━━━ INPUT ROWS ━━━

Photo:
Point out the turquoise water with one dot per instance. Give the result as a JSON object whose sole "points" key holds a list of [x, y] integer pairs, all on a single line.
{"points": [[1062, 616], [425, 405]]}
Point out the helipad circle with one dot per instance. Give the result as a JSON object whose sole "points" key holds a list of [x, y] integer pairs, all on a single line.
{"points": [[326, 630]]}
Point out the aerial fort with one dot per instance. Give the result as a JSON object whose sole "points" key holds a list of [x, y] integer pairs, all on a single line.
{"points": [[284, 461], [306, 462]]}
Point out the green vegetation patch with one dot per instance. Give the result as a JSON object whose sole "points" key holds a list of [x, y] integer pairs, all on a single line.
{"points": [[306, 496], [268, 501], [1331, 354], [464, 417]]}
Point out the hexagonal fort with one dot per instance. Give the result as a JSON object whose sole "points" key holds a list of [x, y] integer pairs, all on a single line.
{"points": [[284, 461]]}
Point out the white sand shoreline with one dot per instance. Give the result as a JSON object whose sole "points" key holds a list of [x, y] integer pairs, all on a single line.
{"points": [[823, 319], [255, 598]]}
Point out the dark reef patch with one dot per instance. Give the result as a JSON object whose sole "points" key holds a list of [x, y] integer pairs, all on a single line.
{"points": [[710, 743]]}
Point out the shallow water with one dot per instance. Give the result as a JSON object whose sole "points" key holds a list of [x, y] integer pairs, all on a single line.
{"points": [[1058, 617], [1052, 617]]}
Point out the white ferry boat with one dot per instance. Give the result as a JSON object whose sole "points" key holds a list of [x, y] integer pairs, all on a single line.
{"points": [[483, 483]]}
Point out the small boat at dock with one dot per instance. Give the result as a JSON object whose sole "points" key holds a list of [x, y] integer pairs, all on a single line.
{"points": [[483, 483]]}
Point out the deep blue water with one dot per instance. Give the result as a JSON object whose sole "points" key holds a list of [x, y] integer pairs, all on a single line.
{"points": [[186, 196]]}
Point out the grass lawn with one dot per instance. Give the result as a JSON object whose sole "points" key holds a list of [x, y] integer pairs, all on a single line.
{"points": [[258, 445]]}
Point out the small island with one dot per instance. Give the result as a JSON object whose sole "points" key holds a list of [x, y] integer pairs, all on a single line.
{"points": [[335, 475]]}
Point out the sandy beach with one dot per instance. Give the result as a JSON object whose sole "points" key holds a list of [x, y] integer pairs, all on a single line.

━━━

* [DIRECTIONS FOR THIS TASK]:
Every line from the one containing "Point out the hexagonal" through the end of the entries above must be echoed exactly, with both ends kept.

* [FINAL RESULT]:
Point out the hexagonal fort with one dot per instance. Give the result as a JSON object whose sole "points" key holds a list of [x, y] integer pairs, all on a single line.
{"points": [[284, 461]]}
Point out the white sand shoreline with one dot per instance. Give the result as a JSON object whose sole "points" key holds a list of [x, y] integer pairs, all on a single line.
{"points": [[823, 319], [255, 598]]}
Point out the dark reef patch with one dot per instance. Give the result as a JSON object whose sole "points" key holds a list of [x, y] integer pairs, all on a single line.
{"points": [[710, 743]]}
Point out the shallow water with one dot per instance. Give the result as a JSON object whose sole "points" key holds a list of [x, y] integer pairs, all on a single line.
{"points": [[1058, 617], [1052, 617]]}
Point out the white ferry boat with one dot per instance. Give the result as a JSON object whose sole "points" key holds a list of [x, y] integer pairs, all on a single line.
{"points": [[483, 483]]}
Point out the small boat at dock with one dot per instance. Give the result as a JSON object whose sole "points" key holds a list of [x, y] integer pairs, all on a single line.
{"points": [[483, 483]]}
Point out the deep blue water with one dot per instance. Give the result as a JSON object whose sole "points" key holds a list of [x, y] integer pairs, all on a single line.
{"points": [[186, 196]]}
Point out the grass lawn with one dot per instance. Give the result as a JSON object whose sole "points" key holds a list of [x, y] integer pairs, all on a single line.
{"points": [[258, 445]]}
Point out the small island with one dot per instance. Give the result as a JSON object whose sole "points" key holds a list of [x, y] integer pairs, all on a single line.
{"points": [[335, 475]]}
Point out the sandy beach with one dot per instance. Give the result as a JSON object whose sole "points" key holds a list of [x, y] integer pairs, all on a single line.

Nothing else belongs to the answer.